_TRECHO DO DOCUMENTO_.
• • • •

Participantes de 196 países debatem questões de biodiveridade na COP 14.
Consórcio de Parceiros Científicos
Durante a CDB aconteceu a reunião do Consórcio de Parceiros Científicos em Biodiversidade, do qual a Fiocruz participa desde 2014, que tem a finalidade de ser o suporte técnico-científico da Convenção da Diversidade Biológica.
Participam deste grupo as maiores instituições científicas com atuação em biodiversidade e coleções biológicas do mundo. A adesão ao grupo se dá por meio de convite. Ao fazer parte do consórcio, a Fiocruz apresentou um documento indicando como e em quais das 20 metas estabelecidas no Plano Estratégico para Biodiversidade poderia contribuir para alcançar os objetivos para o período 2011-2020. O documento será atualizado considerando também a Agenda 2030 e os ODS.
A proposta de trabalho do Consórcio é baseada no apoio das instituições maiores às menores no que se refere ao desenvolvimento científico na área de biodiversidade. Neste propósito, foi tema da reunião o programa que possibilita o financiamento de projetos com colaborações internacionais, Bio-Bridge Initiative. Para esta iniciativa, está em análise para uma segunda chamada de financiamento o projeto de ampliação do Sistema de Informação em Saúde Silvestre, SISS-Geo, para Moçambique apresentado pela pesquisadora da Fiocruz, Márcia Chame.

• • • •

_LISTA DE DADOS_.
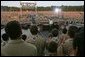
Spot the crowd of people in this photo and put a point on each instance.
(70, 42)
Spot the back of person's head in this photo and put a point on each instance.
(79, 43)
(24, 37)
(52, 47)
(50, 35)
(72, 31)
(13, 29)
(5, 37)
(34, 29)
(64, 31)
(55, 32)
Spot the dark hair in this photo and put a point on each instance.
(52, 47)
(13, 29)
(24, 37)
(64, 31)
(34, 29)
(55, 32)
(72, 31)
(5, 37)
(79, 42)
(50, 35)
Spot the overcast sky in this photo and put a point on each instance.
(44, 3)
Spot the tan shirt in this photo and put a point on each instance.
(39, 42)
(18, 48)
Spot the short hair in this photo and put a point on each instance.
(55, 32)
(50, 35)
(13, 29)
(72, 31)
(34, 29)
(64, 30)
(5, 37)
(24, 37)
(52, 47)
(78, 41)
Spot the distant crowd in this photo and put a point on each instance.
(70, 42)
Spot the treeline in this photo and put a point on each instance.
(64, 8)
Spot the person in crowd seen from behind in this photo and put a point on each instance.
(16, 46)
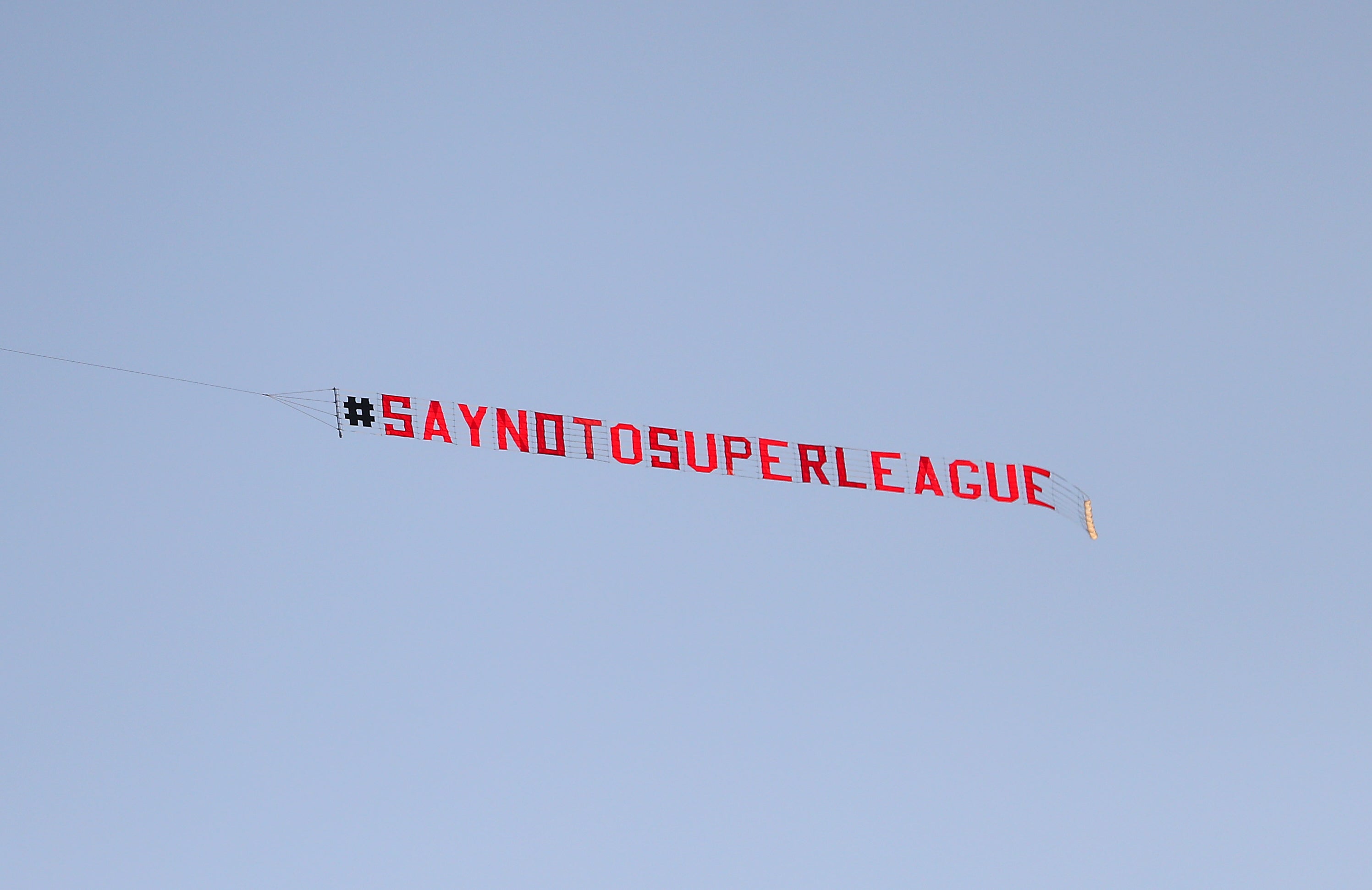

• • • •

_ORDEM DE TRABALHO 1_. Diga se cada frase abaixo está de acordo com o trecho do documento, respondendo sim ou não e citando as palavras do trecho que decidem. (a) A Fiocruz faz parte do consórcio desde 2014. (b) Qualquer instituição pode entrar no grupo sem precisar ser chamada. (c) O projeto de ampliação do SISS-Geo apresentado por Márcia Chame é para Angola.
_ORDEM DE TRABALHO 2_. Copie do trecho do documento, sem mudar nada, a parte que começa em "Participantes de 196" e termina em "2030 e os ODS.".

_ESPAÇO DA RESPOSTA 1_.
(a) Sim: "do qual a Fiocruz participa desde 2014".
(b) Não: "A adesão ao grupo se dá por meio de convite."
(c) Não: "o projeto de ampliação do Sistema de Informação em Saúde Silvestre, SISS-Geo, para Moçambique".

_ESPAÇO DA RESPOSTA 2_.
Participantes de 196 países debatem questões de biodiveridade na COP 14.
Consórcio de Parceiros Científicos
Durante a CDB aconteceu a reunião do Consórcio de Parceiros Científicos em Biodiversidade, do qual a Fiocruz participa desde 2014, que tem a finalidade de ser o suporte técnico-científico da Convenção da Diversidade Biológica.
Participam deste grupo as maiores instituições científicas com atuação em biodiversidade e coleções biológicas do mundo. A adesão ao grupo se dá por meio de convite. Ao fazer parte do consórcio, a Fiocruz apresentou um documento indicando como e em quais das 20 metas estabelecidas no Plano Estratégico para Biodiversidade poderia contribuir para alcançar os objetivos para o período 2011-2020. O documento será atualizado considerando também a Agenda 2030 e os ODS.